Texte du document »
####

Je ne veux pas être définitivement étiquetée.
Je ne veux pas m’exposer à la violence symbolique que ce serait pour moi de voir la grande majorité des patients-es me tourner le dos, s’ils savaient ma situation, quand bien même je leur ai consacré mon temps et mon énergie. Car c’est ce qui se passerait. Je ne me fais aucune illusion.
Alors voila, je fais ce pas, un tout petit pas que j’aurai mis 23 ans à franchir.
Je m’exprime là, et je le fais essentiellement pour dire à ceux qui liront, à ceux qui ne se pensent pas concernés : sachez bien — et je le dis car je l’entends dans mon cabinet et ailleurs —, sachez bien qu’il y a ou qu’il y a eu peut être autour de vous quelqu’un, votre père, votre mère, votre enfant, votre ami, votre belle-mère, votre sœur, votre cousin, qui est séropositif depuis un an, dix ans, vingt ans ou même trente ans et qui n’a jamais osé vous le dire. Par peur d’être rejeté par vous, par peur de vous inquiéter, pour vous protéger de cette inquiétude, par honte injustifiée, par sentiment de culpabilité injustifié, pour toutes ces raisons…
Je témoigne pour dire que vivre avec le VIH, être séropositif-ve aujourd’hui, c’est, grâce aux traitements, pouvoir vivre aussi longtemps que ceux qui ne le sont pas, c’est sous contrôle du traitement ne plus être contaminant pour l’autre, mais c’est devoir vivre pour l’écrasante majorité des gens dans l’ombre et le secret, encore aujourd’hui, en 2018. Et ça, c’est intolérable.

####

Matériel extrait »

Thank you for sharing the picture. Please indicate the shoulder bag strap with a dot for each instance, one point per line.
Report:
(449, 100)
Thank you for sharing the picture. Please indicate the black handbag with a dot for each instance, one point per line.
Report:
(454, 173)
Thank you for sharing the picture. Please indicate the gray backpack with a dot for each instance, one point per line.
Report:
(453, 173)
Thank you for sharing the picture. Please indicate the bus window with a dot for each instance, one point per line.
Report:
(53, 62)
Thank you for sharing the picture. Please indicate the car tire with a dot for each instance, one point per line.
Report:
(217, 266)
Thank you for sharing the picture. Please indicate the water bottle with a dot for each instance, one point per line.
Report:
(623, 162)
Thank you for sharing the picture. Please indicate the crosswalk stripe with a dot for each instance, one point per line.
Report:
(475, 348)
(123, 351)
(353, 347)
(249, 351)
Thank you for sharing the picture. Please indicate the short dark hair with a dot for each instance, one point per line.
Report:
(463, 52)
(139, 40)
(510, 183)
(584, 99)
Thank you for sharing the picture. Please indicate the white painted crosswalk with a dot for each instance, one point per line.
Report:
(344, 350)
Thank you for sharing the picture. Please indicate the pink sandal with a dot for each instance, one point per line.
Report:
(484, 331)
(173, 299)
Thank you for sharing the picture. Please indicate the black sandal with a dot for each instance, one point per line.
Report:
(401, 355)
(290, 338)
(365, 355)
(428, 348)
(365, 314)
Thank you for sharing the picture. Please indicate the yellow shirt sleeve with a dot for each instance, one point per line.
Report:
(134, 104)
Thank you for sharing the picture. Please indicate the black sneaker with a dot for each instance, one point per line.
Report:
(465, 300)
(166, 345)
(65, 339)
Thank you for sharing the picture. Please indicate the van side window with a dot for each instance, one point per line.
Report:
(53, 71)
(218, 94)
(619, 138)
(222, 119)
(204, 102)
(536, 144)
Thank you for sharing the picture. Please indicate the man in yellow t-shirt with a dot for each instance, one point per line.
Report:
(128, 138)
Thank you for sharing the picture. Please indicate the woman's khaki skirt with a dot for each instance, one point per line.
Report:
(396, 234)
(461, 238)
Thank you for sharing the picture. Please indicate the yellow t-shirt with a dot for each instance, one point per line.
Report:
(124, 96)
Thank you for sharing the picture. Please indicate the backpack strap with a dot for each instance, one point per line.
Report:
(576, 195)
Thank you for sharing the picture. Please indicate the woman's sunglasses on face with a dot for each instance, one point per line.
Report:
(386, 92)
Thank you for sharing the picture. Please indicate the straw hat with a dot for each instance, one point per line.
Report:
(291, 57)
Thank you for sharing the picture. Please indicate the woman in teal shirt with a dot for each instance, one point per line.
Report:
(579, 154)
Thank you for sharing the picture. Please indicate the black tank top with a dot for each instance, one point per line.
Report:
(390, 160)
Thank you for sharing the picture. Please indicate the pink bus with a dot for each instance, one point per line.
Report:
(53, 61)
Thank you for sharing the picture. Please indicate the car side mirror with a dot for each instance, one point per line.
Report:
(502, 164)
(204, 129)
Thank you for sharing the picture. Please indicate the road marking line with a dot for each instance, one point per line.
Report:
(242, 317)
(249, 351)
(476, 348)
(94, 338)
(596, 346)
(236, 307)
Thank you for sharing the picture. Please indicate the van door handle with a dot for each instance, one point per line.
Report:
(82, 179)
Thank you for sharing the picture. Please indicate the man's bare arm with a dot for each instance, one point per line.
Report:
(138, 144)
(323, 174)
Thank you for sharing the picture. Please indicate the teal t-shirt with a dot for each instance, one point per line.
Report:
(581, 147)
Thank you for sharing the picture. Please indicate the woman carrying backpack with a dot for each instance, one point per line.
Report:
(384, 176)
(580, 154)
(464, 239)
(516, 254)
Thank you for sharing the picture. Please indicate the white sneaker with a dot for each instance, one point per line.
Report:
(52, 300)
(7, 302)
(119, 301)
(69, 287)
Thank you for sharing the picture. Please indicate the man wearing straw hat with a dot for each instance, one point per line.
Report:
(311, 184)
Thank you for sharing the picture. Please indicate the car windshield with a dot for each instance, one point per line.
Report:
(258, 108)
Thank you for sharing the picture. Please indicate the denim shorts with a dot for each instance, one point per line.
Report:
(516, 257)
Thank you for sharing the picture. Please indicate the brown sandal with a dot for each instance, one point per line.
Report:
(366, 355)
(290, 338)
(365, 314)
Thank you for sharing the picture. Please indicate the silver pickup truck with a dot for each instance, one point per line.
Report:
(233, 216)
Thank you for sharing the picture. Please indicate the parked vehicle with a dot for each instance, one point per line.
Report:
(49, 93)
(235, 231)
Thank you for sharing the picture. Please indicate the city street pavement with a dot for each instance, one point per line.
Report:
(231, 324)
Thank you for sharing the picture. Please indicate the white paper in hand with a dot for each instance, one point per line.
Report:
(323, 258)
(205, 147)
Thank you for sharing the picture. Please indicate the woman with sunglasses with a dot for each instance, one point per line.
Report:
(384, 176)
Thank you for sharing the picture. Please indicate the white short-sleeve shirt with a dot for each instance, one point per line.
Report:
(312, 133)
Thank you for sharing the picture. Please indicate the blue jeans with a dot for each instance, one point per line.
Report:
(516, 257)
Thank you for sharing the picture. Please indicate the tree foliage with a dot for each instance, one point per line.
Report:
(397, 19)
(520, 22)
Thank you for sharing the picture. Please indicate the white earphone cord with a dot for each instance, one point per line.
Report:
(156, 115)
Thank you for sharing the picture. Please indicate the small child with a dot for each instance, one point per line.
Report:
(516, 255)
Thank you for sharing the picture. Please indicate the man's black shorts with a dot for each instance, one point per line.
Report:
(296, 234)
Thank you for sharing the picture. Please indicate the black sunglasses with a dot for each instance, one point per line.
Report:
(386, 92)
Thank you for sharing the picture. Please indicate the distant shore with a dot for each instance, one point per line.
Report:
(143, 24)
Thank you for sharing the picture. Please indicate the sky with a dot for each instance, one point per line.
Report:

####

Selon le témoignage sur la vie avec le VIH, combien d'années a-t-il fallu pour franchir le « tout petit pas » mentionné ?

23 ans.